# start of The input
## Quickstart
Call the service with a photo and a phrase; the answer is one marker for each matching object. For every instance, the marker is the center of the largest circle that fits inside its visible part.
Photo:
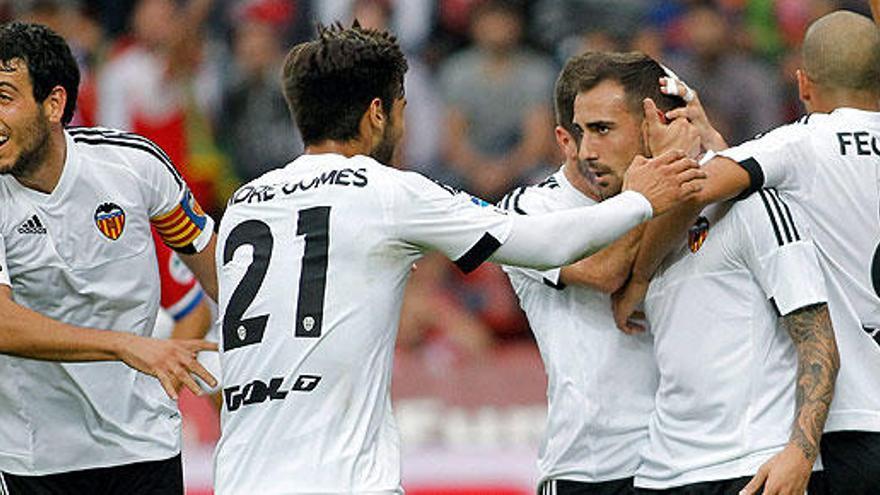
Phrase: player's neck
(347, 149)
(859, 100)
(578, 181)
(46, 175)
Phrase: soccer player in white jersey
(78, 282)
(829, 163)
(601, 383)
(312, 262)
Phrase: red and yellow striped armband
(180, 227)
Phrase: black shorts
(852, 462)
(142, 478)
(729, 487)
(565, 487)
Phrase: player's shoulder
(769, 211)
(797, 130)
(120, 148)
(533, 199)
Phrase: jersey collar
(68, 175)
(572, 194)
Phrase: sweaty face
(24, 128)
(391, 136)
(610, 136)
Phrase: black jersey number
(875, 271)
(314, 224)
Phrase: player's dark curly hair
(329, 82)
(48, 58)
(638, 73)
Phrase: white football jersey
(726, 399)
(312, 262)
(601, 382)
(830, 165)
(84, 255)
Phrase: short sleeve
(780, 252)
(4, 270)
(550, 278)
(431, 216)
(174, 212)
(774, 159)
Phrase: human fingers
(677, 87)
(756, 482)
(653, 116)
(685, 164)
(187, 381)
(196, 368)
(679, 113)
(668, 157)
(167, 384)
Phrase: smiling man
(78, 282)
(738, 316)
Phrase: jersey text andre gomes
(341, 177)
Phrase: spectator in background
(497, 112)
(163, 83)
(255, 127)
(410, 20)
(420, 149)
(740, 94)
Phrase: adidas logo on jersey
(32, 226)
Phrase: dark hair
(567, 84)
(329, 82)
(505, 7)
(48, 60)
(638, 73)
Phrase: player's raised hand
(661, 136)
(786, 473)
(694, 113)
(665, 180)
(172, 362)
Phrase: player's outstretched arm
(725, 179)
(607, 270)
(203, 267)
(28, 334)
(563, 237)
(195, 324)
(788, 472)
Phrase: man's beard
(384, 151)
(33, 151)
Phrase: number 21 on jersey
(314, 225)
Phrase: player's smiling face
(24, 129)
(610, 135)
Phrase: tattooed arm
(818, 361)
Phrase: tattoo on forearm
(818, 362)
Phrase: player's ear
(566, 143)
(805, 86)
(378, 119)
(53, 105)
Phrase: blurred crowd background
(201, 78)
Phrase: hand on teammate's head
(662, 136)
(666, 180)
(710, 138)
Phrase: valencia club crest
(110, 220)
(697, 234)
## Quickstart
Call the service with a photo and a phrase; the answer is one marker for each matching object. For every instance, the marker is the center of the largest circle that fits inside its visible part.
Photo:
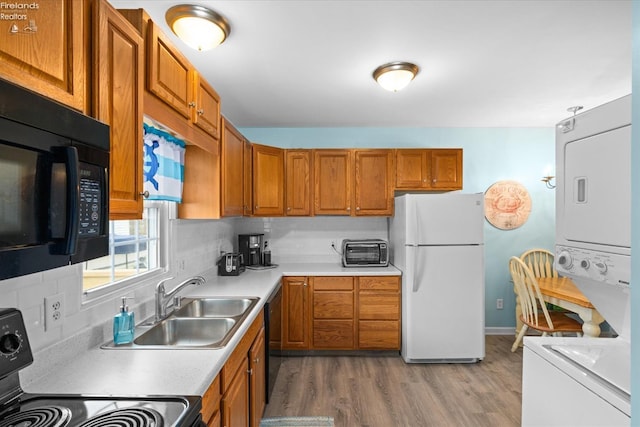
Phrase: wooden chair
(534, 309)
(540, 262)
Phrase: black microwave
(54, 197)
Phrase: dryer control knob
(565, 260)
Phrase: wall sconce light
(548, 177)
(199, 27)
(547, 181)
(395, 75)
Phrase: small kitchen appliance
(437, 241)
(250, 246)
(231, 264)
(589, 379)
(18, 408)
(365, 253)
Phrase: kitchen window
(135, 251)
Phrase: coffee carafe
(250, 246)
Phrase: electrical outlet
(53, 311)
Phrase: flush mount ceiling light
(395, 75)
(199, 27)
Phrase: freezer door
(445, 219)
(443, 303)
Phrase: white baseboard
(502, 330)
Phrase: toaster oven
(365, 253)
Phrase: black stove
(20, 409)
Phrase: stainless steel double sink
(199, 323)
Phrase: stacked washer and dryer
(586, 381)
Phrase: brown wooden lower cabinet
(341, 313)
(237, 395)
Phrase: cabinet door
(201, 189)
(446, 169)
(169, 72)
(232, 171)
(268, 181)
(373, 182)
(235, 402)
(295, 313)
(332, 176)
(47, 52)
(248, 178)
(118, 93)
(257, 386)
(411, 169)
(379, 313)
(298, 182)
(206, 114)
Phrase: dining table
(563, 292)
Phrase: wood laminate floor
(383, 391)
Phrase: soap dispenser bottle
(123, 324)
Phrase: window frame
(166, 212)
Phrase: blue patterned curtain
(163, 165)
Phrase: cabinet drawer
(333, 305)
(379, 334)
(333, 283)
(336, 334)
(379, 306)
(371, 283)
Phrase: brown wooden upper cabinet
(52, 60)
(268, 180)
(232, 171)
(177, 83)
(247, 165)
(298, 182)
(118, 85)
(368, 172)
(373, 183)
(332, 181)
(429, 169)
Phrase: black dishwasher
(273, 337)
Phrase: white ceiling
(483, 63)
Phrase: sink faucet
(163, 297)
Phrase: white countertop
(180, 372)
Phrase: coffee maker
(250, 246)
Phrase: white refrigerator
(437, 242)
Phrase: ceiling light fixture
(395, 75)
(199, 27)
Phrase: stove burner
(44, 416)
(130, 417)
# end of The input
# start of The input
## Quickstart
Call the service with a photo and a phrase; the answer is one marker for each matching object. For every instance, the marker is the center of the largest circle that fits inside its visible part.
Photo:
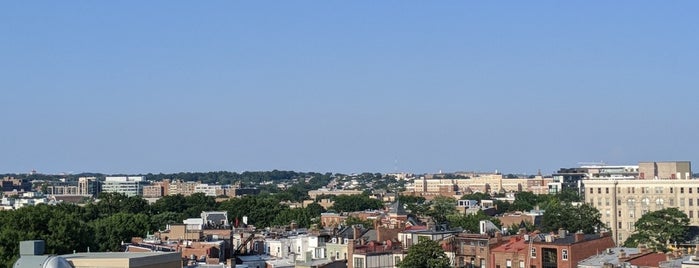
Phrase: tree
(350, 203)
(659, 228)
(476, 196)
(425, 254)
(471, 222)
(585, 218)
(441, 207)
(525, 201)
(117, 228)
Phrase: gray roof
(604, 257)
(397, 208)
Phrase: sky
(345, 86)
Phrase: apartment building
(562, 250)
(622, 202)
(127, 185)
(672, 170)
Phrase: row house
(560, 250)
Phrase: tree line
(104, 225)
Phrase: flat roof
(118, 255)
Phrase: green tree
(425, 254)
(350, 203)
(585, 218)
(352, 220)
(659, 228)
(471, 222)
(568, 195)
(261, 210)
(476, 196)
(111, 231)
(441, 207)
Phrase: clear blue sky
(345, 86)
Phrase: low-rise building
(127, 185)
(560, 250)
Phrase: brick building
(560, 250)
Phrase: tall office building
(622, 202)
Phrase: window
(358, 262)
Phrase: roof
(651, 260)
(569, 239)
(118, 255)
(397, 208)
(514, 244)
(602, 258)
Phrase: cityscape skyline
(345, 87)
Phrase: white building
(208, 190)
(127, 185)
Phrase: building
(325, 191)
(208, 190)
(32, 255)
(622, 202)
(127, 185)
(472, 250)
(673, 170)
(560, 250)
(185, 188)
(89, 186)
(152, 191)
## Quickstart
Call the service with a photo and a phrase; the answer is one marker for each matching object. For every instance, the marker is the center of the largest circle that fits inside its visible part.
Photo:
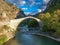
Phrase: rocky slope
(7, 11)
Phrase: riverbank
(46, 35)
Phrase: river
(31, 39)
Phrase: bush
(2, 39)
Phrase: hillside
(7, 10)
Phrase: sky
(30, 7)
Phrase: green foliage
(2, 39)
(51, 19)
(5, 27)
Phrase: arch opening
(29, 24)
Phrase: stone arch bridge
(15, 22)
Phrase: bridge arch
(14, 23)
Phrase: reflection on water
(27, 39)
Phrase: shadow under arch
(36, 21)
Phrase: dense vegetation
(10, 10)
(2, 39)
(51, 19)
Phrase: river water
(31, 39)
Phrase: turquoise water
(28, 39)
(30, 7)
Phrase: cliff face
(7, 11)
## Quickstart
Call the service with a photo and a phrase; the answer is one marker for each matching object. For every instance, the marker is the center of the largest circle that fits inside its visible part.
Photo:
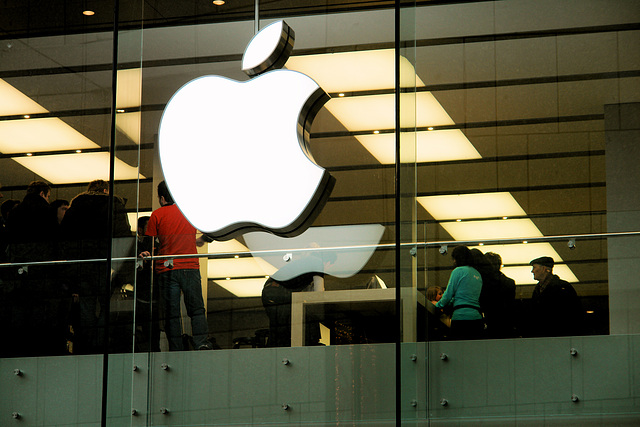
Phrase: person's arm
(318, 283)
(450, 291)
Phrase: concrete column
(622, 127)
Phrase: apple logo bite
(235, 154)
# end of The input
# start of The input
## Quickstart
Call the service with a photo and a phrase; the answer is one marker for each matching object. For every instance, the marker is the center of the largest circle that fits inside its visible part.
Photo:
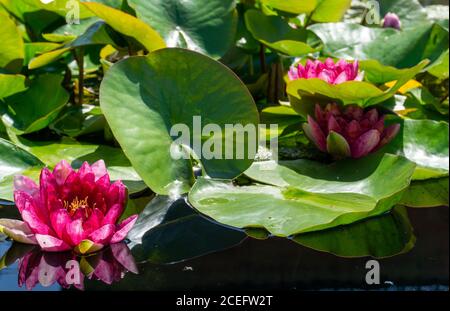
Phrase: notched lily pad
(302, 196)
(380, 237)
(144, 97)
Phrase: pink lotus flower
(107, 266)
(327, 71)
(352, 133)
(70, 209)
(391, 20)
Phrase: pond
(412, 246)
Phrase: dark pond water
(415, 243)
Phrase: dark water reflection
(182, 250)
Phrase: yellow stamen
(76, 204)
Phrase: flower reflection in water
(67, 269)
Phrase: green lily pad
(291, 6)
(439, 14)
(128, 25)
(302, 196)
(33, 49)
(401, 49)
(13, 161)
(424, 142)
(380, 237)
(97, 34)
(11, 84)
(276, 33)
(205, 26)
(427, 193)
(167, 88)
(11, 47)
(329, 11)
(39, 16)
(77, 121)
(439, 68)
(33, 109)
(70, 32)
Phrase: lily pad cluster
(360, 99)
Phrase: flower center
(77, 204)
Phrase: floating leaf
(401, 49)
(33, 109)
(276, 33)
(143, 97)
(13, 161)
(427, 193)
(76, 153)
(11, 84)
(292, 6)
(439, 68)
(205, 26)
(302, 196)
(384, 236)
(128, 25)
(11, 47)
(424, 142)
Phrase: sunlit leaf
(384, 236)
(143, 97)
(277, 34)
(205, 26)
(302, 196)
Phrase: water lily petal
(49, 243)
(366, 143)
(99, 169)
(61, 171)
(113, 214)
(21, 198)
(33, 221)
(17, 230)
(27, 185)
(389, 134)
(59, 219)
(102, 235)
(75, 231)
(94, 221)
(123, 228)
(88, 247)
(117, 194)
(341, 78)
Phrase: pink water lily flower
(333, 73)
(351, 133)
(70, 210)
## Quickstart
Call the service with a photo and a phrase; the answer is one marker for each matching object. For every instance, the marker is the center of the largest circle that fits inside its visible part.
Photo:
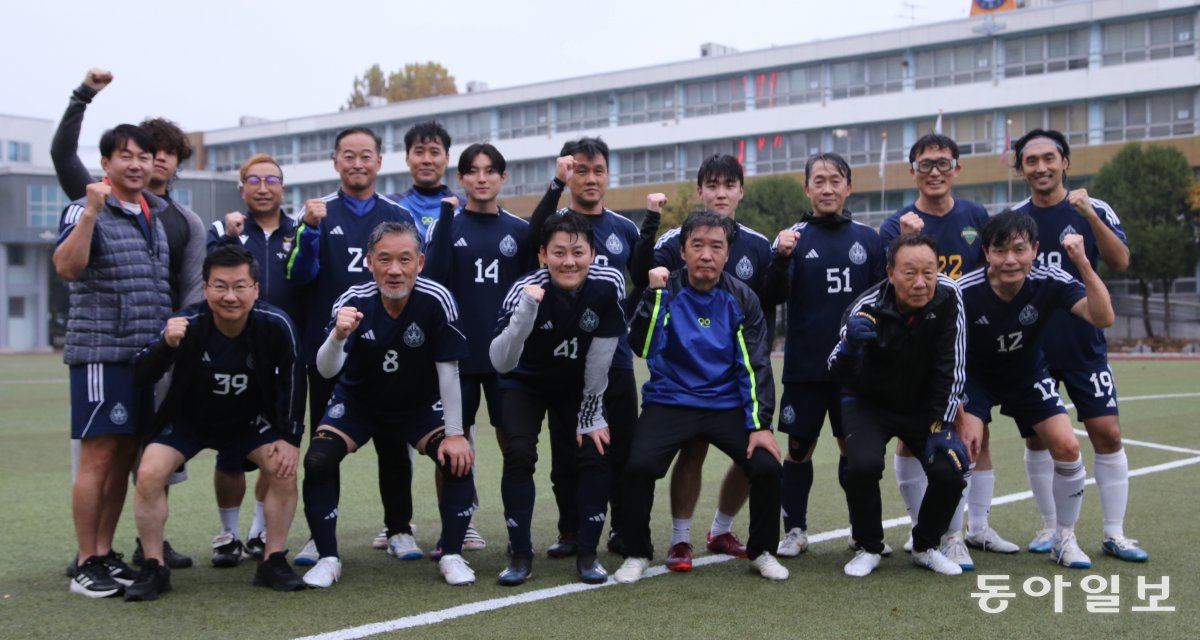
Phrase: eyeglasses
# end of The input
## Task directions
Count the lines in the listing above that contain the word "coffee". Give only the number.

## Complete output
2